### 作業内容
a – 回転電機の冷却構造についての本文のうち、「本発明は、回転軸が重力方向と」から「タ全体を効果的に冷却できる。」までの部分を、「潤滑油」を「作動油」に置き換えて書き直してください。
b – 回転電機の冷却構造についての本文の続きを、最後の文の後から書くこと。

### 抜粋本文

本発明は、回転軸が重力方向と交差する姿勢で載置され、ステータコアの軸方向一端側の端面から軸方向外側に突出する一端側コイルエンド部に温度センサが取り付けられた回転電機の冷却構造に関する。例えば、本発明の回転電機は、車両駆動用の電動機として車両に搭載される。
回転電機は、周知の通り、駆動に伴い、銅損や鉄損、機械損といった損失が生じ、これら損失に応じた熱が発生する。この発熱により回転電機が過度に高温になると、部品の劣化や、永久磁石の減磁等を招く。そこで、従来から、ステータコイルのうち、ステータコアよりも軸方向外側に突出するコイルエンド部に冷媒となる液体、例えば冷却油を噴射し、ステータコイル、ひいては、回転電機を冷却する技術が提案されている。
例えば、特許文献1には、電動モータ(回転電機)の側面部(コイルエンド部)を覆うサイドカバーを設け、当該サイドカバーに潤滑油が流れる油路と、当該潤滑油をステータの上側半円部分に向かって噴きかける複数の吐出孔と、を形成した冷却構造が開示されている。かかる技術によれば、ステータの上側半円部分に潤滑油がかかった後、重力の影響で、ステータの下側半円部分にも、潤滑油が流れていくため、ステータ全体を効果的に冷却できる。

### 提示データ
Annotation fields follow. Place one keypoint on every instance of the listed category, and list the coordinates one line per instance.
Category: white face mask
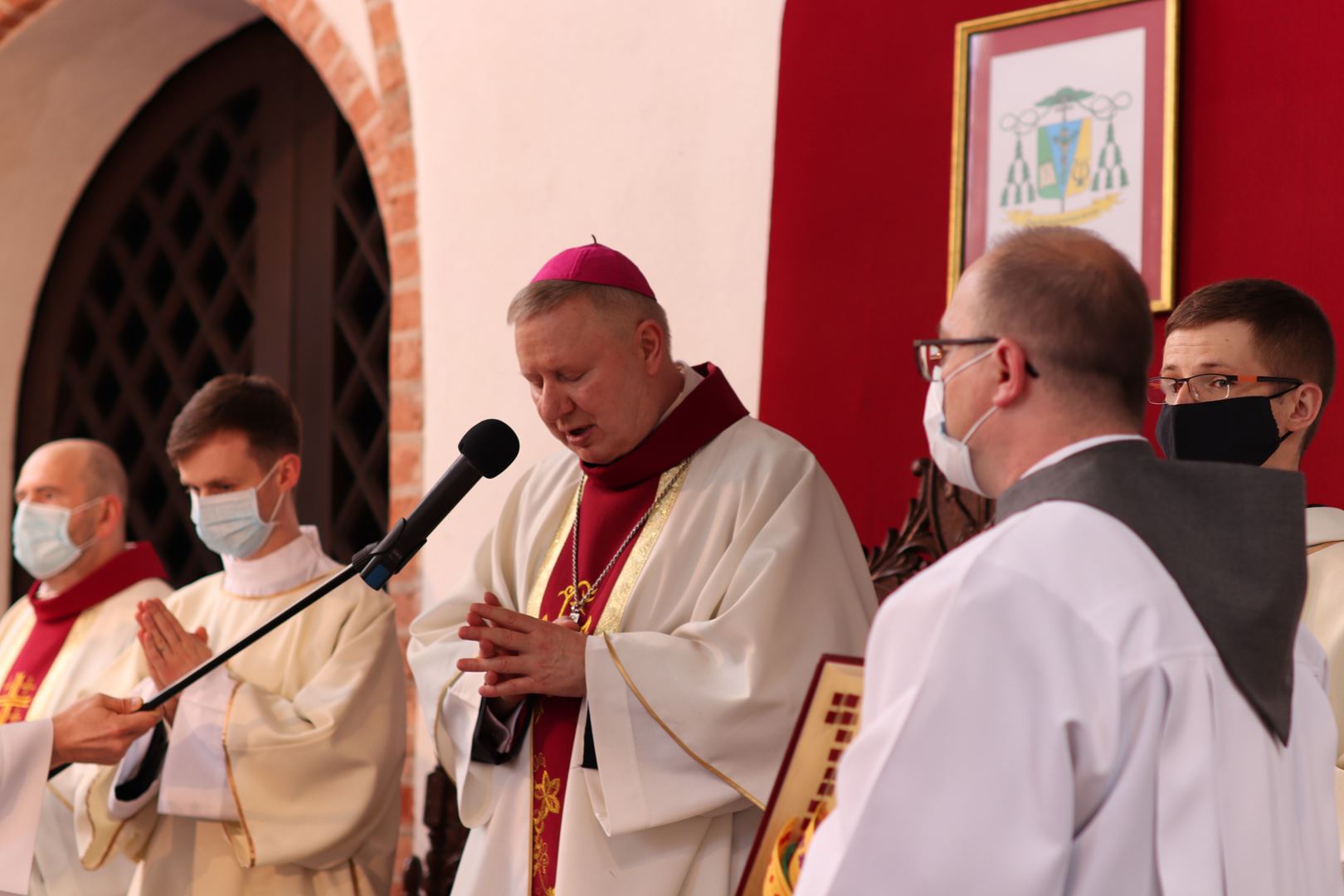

### 出力一覧
a –
本発明は、回転軸が重力方向と交差する姿勢で載置され、ステータコアの軸方向一端側の端面から軸方向外側に突出する一端側コイルエンド部に温度センサが取り付けられた回転電機の冷却構造に関する。例えば、本発明の回転電機は、車両駆動用の電動機として車両に搭載される。
回転電機は、周知の通り、駆動に伴い、銅損や鉄損、機械損といった損失が生じ、これら損失に応じた熱が発生する。この発熱により回転電機が過度に高温になると、部品の劣化や、永久磁石の減磁等を招く。そこで、従来から、ステータコイルのうち、ステータコアよりも軸方向外側に突出するコイルエンド部に冷媒となる液体、例えば冷却油を噴射し、ステータコイル、ひいては、回転電機を冷却する技術が提案されている。
例えば、特許文献1には、電動モータ(回転電機)の側面部(コイルエンド部)を覆うサイドカバーを設け、当該サイドカバーに作動油が流れる油路と、当該作動油をステータの上側半円部分に向かって噴きかける複数の吐出孔と、を形成した冷却構造が開示されている。かかる技術によれば、ステータの上側半円部分に作動油がかかった後、重力の影響で、ステータの下側半円部分にも、作動油が流れていくため、ステータ全体を効果的に冷却できる。

b –
特許第5740311号公報
ところで、回転電機の中には、ステータコイルの温度を検出するために、温度センサを取り付けたものがある。そして、この場合、温度センサで検知された温度に応じて、種々の制御パラメータを変更する。例えば、回転電機を熱から保護するために、ステータコイルの検出温度が過度に高い場合には、ステータコイルに流れる電流を制限し、銅損を低減することがある。また、ステータコイルの検出温度に応じて、冷媒液体の吐出流量を調整することもある。このように、ステータコイルの温度に応じて、通電量や冷媒の吐出流量を制御することで、回転電機をより確実に熱から保護できる。
しかし、温度センサは、通常、コイルエンド部に設けられることが多い。そのため、特許文献1等のように、コイルエンド部に冷媒を吐出すると、温度センサに冷媒がかかることがある。温度センサに、冷媒がかかると、ステータコイルの実際の温度と、温度センサによる検出温度との乖離が大きくなり、結果として、通電量や冷媒の吐出流量を適切に制御できなかった。
そこで、本発明では、ステータコイルの温度の検出精度を維持しつつ、ステータを適切に冷却できる回転電機の冷却構造を提供することを目的とする。
本願で開示する回転電機の冷却構造は、回転軸が重力方向と交差する姿勢で載置され、ステータコアの軸方向一端側の端面から軸方向外側に突出する一端側コイルエンド部に温度センサが取り付けられた回転電機の冷却構造であって、前記回転電機は、ステータと、ロータと、前記ステータおよびロータを保持する外装ケースと、を有し、前記冷却構造は、前記一端側コイルエンド部に対して軸方向に対向する前記外装ケースの面に、前記一端側コイルエンド部に向かって冷媒を吐出する複数の吐出孔を有する第1の吐出機構を備え、前記第1の吐出機構の複数の吐出孔は、回避領域を避けた領域に配されており、前記回避領域は、水平方向視でステータを左右に均等に分割する左右分割線からみて前記温度センサの配置領域と同じ領域、かつ、前記温度センサの下端より重力方向上側となる領域である、ことを特徴とする。
第1の吐出機構の複数の吐出孔を、回避領域を避けて配することで、温度センサに冷媒がかかることが防止される。その結果、ステータコイルの温度の検出精度を維持しつつ、ステータを適切に冷却できる。
前記温度センサは、水平方向視で前記ステータを上下に均等に分割する上下分割線よりも重力方向上側に取り付けられていてもよい。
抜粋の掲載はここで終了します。